§ **Exercise objective**
Find the lines of the records in which the word "black" appears and report how many there are, as a number alone.

§ **Records for this exercise**
%%

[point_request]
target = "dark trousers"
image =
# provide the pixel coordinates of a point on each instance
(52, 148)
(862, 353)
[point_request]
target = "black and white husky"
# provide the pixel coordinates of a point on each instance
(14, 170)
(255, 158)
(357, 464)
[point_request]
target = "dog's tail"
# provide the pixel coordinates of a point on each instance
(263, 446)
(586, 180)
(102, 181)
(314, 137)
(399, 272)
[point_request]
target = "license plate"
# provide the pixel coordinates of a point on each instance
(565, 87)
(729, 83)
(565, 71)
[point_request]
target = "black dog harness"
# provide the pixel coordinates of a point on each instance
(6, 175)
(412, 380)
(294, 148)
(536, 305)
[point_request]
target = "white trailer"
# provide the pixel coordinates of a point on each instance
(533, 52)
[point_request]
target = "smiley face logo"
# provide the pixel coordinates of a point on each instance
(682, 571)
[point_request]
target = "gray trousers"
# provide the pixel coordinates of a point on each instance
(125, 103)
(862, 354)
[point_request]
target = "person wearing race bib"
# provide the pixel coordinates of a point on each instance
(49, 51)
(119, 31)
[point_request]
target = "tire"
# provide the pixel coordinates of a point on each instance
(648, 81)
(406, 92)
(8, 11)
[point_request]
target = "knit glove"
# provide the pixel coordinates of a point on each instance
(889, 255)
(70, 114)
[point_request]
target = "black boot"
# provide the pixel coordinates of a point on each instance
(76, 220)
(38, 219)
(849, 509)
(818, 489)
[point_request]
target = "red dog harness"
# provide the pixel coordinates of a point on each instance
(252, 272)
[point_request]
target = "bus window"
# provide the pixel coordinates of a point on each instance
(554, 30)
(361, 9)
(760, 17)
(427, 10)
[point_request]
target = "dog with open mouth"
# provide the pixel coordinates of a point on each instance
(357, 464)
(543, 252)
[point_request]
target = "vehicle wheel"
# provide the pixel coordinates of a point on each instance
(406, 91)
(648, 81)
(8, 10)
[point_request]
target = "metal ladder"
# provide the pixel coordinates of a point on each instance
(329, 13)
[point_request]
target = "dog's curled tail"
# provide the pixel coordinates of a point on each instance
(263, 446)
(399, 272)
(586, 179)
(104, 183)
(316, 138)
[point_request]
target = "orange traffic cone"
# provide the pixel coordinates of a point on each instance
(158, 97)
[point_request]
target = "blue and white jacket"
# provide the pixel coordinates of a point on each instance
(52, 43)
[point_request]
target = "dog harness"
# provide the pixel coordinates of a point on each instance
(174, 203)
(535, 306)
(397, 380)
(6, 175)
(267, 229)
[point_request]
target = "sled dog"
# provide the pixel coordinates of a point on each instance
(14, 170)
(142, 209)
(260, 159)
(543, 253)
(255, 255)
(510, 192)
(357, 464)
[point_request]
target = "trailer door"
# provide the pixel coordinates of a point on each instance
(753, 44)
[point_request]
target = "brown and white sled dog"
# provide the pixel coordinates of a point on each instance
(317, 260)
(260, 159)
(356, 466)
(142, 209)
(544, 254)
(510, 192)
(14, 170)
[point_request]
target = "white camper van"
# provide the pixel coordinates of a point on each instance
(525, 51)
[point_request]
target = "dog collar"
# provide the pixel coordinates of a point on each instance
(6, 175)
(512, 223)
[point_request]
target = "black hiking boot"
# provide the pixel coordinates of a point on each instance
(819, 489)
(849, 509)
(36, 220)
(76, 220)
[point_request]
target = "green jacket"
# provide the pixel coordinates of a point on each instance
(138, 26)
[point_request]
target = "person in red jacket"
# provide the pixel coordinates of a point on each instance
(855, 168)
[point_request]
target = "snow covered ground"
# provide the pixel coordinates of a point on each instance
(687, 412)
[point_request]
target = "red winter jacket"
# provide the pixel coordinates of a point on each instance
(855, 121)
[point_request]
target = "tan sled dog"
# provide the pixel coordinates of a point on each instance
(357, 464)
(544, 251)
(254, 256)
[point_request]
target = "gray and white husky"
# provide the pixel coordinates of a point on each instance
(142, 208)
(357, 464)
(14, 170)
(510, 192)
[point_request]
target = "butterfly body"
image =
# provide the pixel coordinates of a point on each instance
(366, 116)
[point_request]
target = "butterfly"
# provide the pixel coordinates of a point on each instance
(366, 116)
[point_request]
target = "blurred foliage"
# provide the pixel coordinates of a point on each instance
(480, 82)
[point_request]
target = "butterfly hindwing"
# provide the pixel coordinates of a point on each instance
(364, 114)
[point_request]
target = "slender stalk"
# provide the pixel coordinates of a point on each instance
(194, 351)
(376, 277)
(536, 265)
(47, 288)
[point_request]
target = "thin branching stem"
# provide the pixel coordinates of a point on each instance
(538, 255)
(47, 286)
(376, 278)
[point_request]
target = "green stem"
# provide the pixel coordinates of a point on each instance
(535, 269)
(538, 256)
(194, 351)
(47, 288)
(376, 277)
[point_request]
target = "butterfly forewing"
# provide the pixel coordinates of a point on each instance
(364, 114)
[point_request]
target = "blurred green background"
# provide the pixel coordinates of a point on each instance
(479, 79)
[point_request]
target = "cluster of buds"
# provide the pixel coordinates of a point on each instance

%%

§ **Problem solution**
4